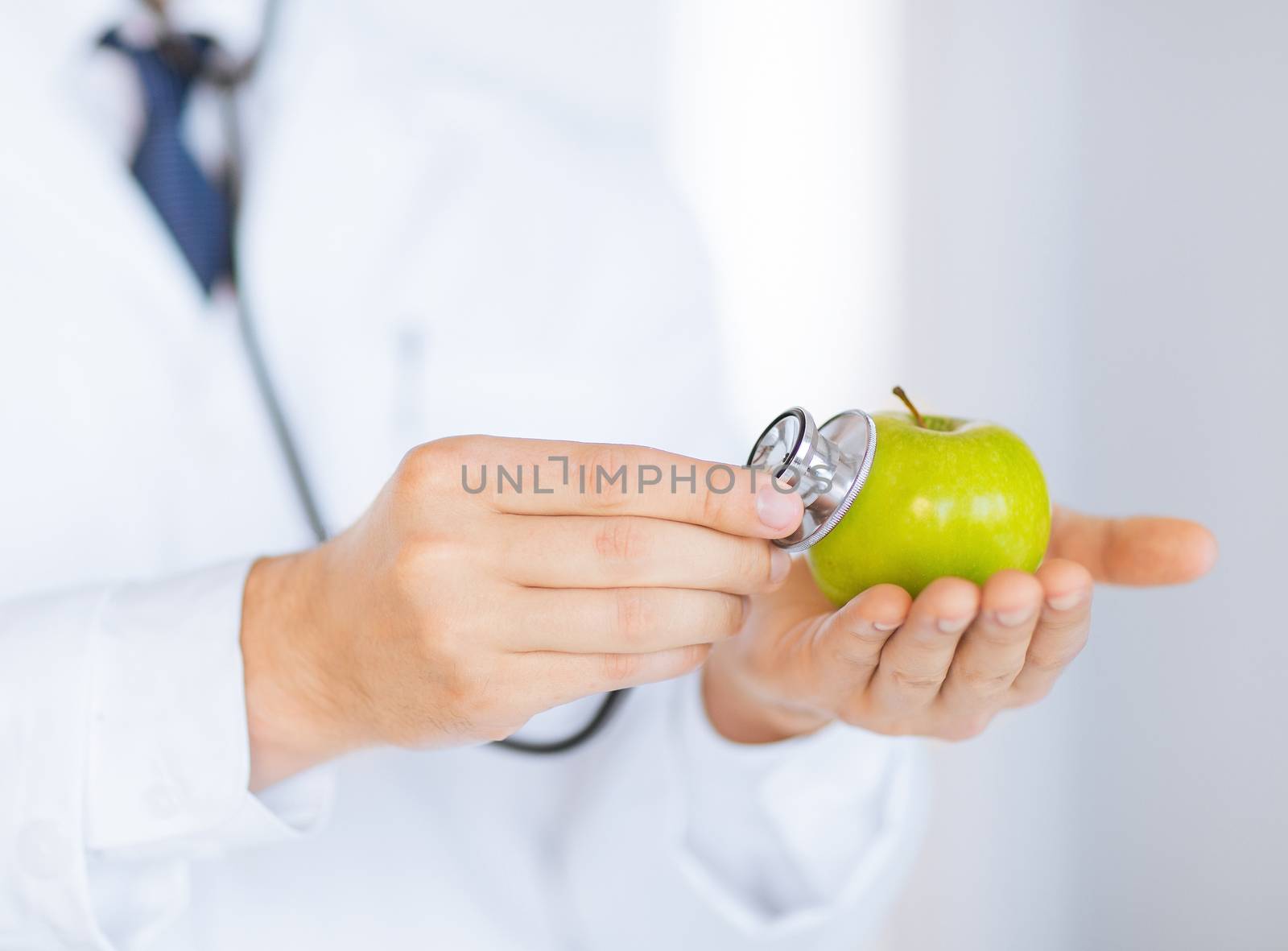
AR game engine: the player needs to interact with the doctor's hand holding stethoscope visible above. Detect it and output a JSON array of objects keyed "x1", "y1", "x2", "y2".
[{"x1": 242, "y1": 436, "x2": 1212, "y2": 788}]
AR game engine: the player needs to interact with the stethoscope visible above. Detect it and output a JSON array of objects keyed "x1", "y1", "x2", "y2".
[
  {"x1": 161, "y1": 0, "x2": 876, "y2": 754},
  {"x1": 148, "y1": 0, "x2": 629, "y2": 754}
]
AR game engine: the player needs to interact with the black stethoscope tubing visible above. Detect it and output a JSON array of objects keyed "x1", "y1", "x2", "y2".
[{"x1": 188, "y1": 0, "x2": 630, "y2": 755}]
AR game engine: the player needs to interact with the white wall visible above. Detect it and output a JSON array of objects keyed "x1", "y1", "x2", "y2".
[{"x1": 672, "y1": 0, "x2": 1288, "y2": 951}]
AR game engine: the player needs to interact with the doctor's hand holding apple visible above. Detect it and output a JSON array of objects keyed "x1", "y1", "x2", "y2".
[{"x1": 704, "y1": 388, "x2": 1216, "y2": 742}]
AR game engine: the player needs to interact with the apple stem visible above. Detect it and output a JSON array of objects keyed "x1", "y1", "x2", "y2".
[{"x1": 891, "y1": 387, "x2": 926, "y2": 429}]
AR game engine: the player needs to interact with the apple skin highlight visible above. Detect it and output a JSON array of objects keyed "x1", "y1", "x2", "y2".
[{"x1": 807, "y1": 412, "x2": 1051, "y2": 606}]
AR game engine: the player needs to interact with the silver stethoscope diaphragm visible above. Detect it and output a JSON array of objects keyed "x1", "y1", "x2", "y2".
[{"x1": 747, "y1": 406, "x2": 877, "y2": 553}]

==

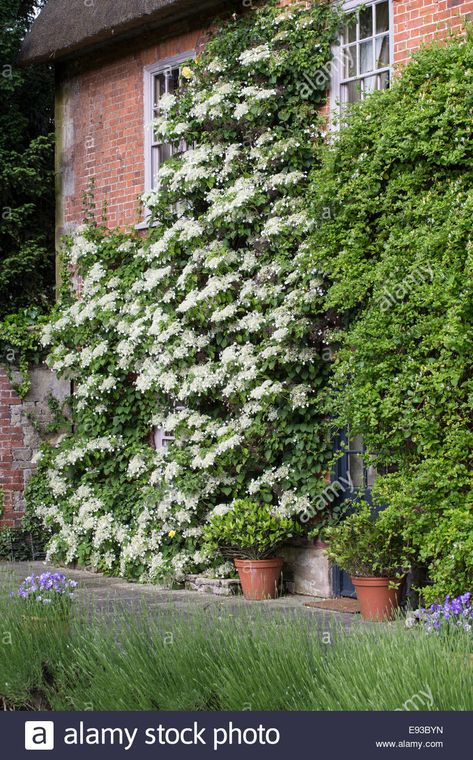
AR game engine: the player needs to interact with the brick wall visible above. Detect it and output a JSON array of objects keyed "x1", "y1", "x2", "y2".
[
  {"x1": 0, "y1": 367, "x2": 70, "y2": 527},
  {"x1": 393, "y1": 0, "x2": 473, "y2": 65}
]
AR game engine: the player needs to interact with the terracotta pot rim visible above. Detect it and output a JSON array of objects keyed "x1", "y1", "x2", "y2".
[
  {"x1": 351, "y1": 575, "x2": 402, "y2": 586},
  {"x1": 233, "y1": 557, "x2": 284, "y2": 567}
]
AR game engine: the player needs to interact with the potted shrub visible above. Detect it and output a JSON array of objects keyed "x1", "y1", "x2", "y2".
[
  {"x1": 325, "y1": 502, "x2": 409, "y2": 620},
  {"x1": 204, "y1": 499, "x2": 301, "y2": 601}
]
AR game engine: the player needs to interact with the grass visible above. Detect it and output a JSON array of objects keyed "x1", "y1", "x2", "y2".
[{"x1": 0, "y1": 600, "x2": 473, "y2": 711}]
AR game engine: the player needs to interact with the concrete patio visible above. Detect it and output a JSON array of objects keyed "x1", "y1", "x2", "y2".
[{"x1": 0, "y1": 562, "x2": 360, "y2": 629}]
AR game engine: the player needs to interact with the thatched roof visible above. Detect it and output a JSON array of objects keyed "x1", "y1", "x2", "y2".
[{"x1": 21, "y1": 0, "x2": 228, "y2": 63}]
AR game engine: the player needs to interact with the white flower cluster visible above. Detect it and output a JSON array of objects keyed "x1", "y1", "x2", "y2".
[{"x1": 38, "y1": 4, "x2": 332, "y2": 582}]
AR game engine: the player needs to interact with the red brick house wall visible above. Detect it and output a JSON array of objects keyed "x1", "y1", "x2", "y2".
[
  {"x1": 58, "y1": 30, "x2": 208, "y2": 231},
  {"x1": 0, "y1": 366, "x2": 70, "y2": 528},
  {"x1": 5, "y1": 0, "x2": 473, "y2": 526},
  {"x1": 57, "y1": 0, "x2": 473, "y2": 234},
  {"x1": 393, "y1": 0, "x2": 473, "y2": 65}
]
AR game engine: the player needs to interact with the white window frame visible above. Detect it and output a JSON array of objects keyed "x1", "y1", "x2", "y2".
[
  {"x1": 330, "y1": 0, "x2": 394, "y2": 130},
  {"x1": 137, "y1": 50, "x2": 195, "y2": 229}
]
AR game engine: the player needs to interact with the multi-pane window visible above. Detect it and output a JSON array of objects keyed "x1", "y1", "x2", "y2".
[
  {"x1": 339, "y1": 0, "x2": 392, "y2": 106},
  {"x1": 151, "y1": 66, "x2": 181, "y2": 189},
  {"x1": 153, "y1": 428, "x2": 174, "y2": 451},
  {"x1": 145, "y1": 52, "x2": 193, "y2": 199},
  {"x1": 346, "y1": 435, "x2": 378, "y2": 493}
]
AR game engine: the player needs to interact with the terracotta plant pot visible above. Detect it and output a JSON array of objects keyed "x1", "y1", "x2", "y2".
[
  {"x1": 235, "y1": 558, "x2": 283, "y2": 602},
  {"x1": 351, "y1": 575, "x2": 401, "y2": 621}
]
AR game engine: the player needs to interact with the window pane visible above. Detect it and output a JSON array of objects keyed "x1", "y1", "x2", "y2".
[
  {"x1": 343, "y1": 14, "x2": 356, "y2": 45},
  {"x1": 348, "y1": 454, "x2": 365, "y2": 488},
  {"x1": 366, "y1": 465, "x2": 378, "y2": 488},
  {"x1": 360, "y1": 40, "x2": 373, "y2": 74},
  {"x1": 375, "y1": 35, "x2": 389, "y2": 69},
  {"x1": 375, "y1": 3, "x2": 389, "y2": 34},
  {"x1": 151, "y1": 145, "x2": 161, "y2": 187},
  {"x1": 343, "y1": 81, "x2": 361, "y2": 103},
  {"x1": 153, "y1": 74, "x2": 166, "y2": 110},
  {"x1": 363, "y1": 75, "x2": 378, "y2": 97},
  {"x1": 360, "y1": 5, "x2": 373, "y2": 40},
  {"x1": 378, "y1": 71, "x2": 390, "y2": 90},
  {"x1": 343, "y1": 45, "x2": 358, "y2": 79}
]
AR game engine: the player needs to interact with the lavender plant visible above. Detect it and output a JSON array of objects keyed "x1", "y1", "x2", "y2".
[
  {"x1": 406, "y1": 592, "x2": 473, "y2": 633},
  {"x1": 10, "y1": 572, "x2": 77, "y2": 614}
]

* * *

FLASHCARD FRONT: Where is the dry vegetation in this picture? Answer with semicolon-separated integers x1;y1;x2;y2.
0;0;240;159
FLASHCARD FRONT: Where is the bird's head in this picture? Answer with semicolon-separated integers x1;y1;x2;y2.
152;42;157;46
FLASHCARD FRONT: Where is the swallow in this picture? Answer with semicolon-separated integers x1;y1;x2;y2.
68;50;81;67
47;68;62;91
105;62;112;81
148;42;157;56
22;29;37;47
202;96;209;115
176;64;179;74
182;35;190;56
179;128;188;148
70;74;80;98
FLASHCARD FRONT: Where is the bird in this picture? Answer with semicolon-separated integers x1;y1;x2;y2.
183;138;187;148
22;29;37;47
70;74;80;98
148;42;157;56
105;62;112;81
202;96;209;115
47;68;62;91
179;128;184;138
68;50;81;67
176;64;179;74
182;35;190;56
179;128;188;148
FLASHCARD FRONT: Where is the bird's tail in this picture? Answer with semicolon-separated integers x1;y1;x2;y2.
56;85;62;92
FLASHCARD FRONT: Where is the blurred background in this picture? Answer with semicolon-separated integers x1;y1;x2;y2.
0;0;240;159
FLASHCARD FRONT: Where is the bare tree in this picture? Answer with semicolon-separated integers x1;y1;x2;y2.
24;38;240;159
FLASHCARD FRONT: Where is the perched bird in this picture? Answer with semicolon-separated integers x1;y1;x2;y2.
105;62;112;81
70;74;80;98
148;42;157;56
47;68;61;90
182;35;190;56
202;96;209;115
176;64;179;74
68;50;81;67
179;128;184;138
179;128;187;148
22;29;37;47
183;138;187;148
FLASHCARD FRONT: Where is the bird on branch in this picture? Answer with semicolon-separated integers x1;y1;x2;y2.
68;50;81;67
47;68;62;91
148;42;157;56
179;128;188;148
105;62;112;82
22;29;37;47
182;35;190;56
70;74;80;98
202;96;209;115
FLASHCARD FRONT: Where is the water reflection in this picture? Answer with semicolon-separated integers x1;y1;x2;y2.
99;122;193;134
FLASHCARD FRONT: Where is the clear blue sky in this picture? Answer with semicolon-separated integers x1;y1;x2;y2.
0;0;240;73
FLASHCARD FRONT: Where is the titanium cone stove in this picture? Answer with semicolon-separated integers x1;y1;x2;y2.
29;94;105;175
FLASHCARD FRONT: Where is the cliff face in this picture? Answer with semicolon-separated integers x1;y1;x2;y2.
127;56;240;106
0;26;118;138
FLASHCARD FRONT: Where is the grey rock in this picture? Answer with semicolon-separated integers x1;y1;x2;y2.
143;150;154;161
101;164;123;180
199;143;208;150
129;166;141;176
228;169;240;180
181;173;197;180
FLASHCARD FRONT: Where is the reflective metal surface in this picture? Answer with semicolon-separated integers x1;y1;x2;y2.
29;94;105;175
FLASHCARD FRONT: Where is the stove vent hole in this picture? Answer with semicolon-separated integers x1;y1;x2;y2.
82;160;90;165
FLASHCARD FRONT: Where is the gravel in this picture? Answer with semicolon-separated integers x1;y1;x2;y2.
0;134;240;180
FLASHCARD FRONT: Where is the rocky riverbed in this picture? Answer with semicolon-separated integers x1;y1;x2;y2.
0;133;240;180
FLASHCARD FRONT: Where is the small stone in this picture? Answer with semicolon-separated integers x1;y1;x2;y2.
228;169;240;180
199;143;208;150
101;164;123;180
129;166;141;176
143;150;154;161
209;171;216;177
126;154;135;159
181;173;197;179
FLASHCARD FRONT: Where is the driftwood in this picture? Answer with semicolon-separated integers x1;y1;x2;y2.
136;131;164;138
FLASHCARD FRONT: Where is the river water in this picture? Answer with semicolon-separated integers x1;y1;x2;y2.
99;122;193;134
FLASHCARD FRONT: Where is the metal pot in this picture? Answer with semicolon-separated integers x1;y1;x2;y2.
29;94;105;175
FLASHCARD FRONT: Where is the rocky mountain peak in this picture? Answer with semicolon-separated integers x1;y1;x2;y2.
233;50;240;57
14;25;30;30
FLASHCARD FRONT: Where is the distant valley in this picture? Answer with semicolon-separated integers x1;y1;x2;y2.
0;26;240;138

> [Directions] Output the records from the line containing "FLASHCARD FRONT: Where is the titanium" through the line containing "0;26;118;138", both ends included, as a Markdown table with the columns Row and Record line. Number each line and leave out any blank lines.

> [Exercise solution]
| Row | Record line |
|---|---|
| 1 | FLASHCARD FRONT: Where is the titanium cone stove in this picture? Answer with semicolon-separated integers x1;y1;x2;y2. |
| 2 | 29;94;105;175 |
| 3 | FLASHCARD FRONT: Where is the cliff face in this picture? Answer with semicolon-separated integers x1;y1;x2;y2. |
| 4 | 127;56;240;106 |
| 5 | 0;26;118;138 |